PROBLEM TO SOLVE =>
Your task is to transcribe the data exactly while omitting each picture.

[TASK MATERIAL Boundary: Start]

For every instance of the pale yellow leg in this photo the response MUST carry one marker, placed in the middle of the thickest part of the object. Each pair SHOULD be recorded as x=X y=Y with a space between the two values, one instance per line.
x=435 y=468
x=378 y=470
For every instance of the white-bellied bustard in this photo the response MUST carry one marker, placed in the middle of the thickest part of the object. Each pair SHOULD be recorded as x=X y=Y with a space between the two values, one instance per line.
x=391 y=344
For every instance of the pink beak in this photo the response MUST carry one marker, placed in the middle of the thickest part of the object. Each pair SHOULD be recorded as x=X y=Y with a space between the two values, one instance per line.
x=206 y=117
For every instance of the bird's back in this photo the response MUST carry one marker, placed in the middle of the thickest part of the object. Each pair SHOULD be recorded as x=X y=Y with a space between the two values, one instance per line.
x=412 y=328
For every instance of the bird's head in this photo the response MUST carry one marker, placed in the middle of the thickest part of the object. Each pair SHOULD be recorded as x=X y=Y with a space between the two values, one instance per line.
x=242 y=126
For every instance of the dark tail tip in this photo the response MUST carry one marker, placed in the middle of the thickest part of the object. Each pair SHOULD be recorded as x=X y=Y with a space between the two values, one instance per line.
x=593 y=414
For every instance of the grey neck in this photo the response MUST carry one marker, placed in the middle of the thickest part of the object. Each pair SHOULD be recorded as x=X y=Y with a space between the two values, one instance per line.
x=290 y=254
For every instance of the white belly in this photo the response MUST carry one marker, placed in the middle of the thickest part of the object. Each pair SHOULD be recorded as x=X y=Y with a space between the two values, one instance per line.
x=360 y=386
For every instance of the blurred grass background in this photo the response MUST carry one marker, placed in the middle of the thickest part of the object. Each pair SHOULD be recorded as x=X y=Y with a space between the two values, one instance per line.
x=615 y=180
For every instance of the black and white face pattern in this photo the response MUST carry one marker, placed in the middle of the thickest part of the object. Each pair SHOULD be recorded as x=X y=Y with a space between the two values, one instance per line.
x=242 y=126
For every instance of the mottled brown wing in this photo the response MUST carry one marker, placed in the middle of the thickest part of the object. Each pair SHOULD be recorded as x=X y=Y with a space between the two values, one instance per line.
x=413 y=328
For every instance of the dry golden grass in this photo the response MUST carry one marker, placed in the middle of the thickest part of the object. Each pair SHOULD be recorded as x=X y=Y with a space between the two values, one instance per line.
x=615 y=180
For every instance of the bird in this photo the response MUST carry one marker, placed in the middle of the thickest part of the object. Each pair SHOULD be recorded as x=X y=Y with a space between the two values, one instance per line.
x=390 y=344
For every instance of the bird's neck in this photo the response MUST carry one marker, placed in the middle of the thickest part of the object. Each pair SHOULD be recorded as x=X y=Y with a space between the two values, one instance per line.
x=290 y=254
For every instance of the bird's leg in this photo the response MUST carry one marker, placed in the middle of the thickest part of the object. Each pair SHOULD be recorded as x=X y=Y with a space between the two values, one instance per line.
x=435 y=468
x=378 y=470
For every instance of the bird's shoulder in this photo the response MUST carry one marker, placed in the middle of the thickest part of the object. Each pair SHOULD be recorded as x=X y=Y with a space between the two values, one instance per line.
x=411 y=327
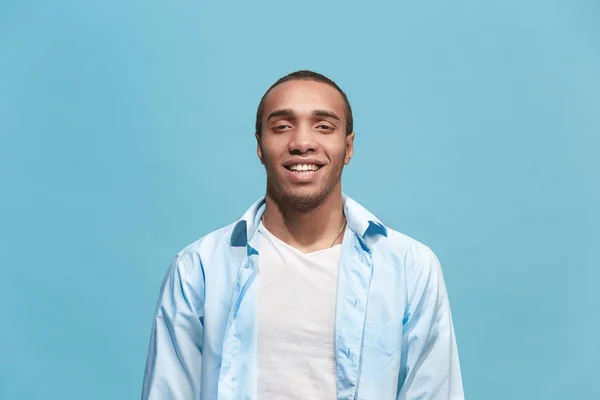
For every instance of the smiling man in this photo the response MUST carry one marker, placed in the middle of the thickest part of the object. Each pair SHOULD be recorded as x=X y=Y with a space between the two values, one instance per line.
x=308 y=295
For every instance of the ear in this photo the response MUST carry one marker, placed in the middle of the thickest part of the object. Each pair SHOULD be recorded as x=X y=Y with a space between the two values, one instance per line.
x=258 y=148
x=349 y=148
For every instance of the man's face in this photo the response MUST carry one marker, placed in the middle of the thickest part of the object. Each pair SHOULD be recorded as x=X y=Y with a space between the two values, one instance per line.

[TASK MATERIAL Boundary: End]

SOLUTION TO THIS EXERCISE =>
For every instance of the pale yellow leg in this photo the response MUST carry one marker, placed in the middle of the thickest part of the object. Each pair SHOULD be recorded as x=X y=Y with a space between the two values, one instance per line.
x=435 y=468
x=378 y=470
For every instance of the white-bellied bustard in this photo the response MUST carry one marker, placed in the middle of the thickest part of the object. Each pair SHOULD be recorded as x=X y=Y with a space between the two values, one instance per line.
x=391 y=344
For every instance of the pink beak in this photo the response MUST carry one marker, placed in the middle of the thickest part of the object. Each pair SHOULD be recorded as x=X y=Y with a space between the two values, one instance per line.
x=206 y=117
For every instance of the bird's back in this photo the response MUST carry one marker, placed in the middle of the thickest part of the object. Each pair SHOULD be recorded as x=X y=Y with a space between the two values, one instance per line.
x=412 y=328
For every instance of the bird's head in this photo the response MUST carry one marker, placed in the middle of the thickest part of the object. Each pair SHOULD be recorded as x=X y=Y with a space between the two values, one instance per line.
x=242 y=126
For every instance of the dark tail tip in this photo the response MUST carry one marker, placed in the middle of the thickest part of the object. Each pair SHOULD be recorded as x=X y=Y with a space between the two values, one instance per line.
x=593 y=414
For every instance of the grey neck in this photo the response MUST carry one marker, placed in the middle of the thickest part of the object. Each pair SHOULD be recorded as x=X y=Y with a space between the two values, one instance per line.
x=290 y=254
For every instance of the white belly in this photo the response MUST carry one marker, placed in the middle of the thickest part of the object. Each pair SHOULD be recorded as x=X y=Y with a space between the two values, one instance per line.
x=360 y=386
For every instance of the blurred grass background in this photo the response MUST carry one marker, placed in the middle of the thickest part of the object. Each pair SHOULD be recorded as x=X y=Y with a space between the two values, one instance per line.
x=615 y=180
For every instance of the black and white face pattern in this photo the response MUST carry one marker, placed in the middle of the thickest part of the object. Each pair SHOULD be recorded as x=X y=Y with a space between the two values, one instance per line.
x=242 y=126
For every instance of the mottled brown wing in this photo the response MUST carry one marker, placed in the middle of the thickest part of the object. Each pair SHOULD be recorded as x=X y=Y with a space between the two values, one instance per line.
x=413 y=328
For every instance of the dry golden grass in this photo the response MUST carry one marker, placed in the middle of the thickest part of the object. Each pair SHOULD be recorded as x=X y=Y with a space between the two values, one instance per line.
x=615 y=180
For every instance of the bird in this photo the response MUST carry one marker, placed in the middle of the thickest part of the object. Each pair SHOULD be recorded as x=X y=Y with a space between the two values, one instance per line.
x=390 y=344
For every instance of the bird's neck in this photo the response MUST carry one marker, placed in the middle of the thickest part of the object. Each pair SHOULD be recorded as x=X y=Y with a space between the two values, one instance per line.
x=290 y=254
For every instance of the bird's leg in this photo the response MUST carry one marker, placed in the middle of the thickest part of the object. Each pair SHOULD be recorded as x=X y=Y with a space between the two values, one instance per line.
x=435 y=468
x=378 y=470
For every instance of the bird's shoulder in this photo the response MUST carry one marker, placed in the middle of the thickest part of the object. Each pair SHOULD be recorded as x=X y=Y with a space between the two values, one instance per line.
x=411 y=327
For every instance of the smiling man in this photo the response MUST carry one marker, placed in the middle of the thickest part of the object. Each pair SHOULD be recorded as x=X y=Y with a space between the two values, one instance per line.
x=308 y=295
For every instance of the ear in this photo the response MUST carry one marker, placed in the middle of the thickest part of the object. Each pair SHOULD be recorded as x=X y=Y with a space between the two values, one instance per line.
x=258 y=148
x=349 y=148
For every instance of the man's face in this photo the response MUST carry one marker, placed in the middle of the thickest part of the object. Each pair SHOULD be recorded as x=X y=Y with a space between the two values, one instance per line.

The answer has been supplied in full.